▶ DIRECTIONS FOR THIS TASK
How many lines in the material below include the string "carved"? Only the number should be given.
** Opening DATA PROVIDED block **
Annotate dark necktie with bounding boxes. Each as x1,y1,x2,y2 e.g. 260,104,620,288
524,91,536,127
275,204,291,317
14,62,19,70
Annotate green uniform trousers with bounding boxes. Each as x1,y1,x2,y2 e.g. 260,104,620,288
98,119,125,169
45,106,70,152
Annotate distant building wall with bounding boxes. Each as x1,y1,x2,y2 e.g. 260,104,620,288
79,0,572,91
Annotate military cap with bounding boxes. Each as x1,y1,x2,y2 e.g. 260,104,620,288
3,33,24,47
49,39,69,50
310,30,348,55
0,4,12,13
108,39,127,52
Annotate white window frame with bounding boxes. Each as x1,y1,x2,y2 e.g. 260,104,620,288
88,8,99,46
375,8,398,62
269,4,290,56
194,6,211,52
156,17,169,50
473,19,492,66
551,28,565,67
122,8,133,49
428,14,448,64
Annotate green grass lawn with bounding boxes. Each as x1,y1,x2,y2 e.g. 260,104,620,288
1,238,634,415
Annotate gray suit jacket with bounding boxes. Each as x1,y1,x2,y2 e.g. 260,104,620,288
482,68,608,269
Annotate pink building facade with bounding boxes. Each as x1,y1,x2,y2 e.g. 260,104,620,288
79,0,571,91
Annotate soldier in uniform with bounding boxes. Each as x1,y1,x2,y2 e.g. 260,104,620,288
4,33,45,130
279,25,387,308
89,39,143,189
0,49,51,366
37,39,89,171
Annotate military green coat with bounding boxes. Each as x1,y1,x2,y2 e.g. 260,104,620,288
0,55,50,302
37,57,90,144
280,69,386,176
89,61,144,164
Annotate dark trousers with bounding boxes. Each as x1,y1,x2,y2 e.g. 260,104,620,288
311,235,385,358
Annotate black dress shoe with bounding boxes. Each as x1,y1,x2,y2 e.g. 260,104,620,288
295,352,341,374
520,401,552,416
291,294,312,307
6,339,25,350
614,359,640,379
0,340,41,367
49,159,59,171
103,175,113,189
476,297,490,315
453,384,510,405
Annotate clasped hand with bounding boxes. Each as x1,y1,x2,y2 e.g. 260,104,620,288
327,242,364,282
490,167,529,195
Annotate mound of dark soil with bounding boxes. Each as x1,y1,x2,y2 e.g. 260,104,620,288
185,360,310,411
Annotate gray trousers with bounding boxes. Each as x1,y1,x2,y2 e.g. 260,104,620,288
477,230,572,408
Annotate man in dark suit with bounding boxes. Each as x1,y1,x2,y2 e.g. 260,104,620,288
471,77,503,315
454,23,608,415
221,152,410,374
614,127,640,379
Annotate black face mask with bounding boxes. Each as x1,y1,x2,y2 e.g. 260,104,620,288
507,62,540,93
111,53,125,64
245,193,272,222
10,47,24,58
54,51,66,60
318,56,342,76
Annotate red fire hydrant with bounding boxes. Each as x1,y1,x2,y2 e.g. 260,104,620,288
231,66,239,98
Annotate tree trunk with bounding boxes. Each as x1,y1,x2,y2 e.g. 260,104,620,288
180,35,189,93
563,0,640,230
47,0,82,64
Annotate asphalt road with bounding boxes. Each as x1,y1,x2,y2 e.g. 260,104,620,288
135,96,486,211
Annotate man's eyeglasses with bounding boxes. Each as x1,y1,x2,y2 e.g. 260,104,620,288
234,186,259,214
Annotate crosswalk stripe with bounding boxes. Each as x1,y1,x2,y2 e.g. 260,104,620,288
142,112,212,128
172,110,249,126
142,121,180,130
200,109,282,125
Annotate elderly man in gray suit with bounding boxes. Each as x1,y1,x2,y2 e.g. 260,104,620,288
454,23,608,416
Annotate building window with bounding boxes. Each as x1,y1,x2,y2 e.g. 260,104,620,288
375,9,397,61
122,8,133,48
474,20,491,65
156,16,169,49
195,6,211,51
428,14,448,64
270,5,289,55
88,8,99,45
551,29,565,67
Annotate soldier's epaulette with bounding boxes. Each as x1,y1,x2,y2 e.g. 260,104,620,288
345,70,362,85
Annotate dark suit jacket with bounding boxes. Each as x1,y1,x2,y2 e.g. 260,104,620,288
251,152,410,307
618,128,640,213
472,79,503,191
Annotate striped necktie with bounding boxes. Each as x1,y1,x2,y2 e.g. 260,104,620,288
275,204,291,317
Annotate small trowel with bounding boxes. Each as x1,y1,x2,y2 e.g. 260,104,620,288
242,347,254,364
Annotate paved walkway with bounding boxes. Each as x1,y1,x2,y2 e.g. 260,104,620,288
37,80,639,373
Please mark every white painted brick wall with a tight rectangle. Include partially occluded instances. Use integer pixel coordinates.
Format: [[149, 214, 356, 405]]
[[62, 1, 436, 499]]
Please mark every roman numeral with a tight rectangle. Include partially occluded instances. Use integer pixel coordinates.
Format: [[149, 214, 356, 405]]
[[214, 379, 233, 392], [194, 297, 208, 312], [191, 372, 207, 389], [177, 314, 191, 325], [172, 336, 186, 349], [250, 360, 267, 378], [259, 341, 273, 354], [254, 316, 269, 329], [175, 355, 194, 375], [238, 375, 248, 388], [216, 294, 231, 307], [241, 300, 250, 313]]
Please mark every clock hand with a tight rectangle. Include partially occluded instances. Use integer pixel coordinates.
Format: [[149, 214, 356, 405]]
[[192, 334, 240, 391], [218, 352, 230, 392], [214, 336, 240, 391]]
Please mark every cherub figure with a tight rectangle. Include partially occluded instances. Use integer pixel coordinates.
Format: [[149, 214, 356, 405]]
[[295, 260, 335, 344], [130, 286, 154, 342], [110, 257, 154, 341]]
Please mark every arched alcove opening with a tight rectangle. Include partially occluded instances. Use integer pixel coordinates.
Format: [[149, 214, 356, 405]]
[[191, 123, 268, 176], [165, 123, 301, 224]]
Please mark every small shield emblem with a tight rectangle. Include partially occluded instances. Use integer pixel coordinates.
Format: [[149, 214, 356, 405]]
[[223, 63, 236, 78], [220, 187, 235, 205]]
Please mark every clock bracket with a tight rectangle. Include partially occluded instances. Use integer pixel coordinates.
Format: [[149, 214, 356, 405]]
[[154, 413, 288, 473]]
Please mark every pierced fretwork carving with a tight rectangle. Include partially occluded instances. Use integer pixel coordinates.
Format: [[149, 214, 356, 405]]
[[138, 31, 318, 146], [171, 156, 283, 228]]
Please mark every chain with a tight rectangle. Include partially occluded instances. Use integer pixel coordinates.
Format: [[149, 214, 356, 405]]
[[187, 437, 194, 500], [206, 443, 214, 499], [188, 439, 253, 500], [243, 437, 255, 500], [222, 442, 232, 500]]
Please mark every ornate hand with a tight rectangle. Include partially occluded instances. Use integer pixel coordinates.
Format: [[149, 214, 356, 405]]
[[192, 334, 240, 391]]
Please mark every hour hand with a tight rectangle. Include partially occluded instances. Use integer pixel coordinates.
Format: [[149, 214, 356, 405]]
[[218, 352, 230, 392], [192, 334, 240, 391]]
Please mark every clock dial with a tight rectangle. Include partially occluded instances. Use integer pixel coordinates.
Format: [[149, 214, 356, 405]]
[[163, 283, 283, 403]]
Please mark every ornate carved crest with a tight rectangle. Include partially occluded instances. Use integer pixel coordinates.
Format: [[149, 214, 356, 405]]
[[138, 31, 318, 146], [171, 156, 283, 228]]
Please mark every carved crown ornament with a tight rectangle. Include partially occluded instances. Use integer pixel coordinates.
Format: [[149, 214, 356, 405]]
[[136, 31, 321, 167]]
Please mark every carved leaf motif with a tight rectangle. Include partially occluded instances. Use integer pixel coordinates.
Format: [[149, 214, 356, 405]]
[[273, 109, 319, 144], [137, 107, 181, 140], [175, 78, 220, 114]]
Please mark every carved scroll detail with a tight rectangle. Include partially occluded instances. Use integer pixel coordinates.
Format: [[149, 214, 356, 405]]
** Closing DATA PROVIDED block **
▶ ANSWER TO THE PROBLEM
4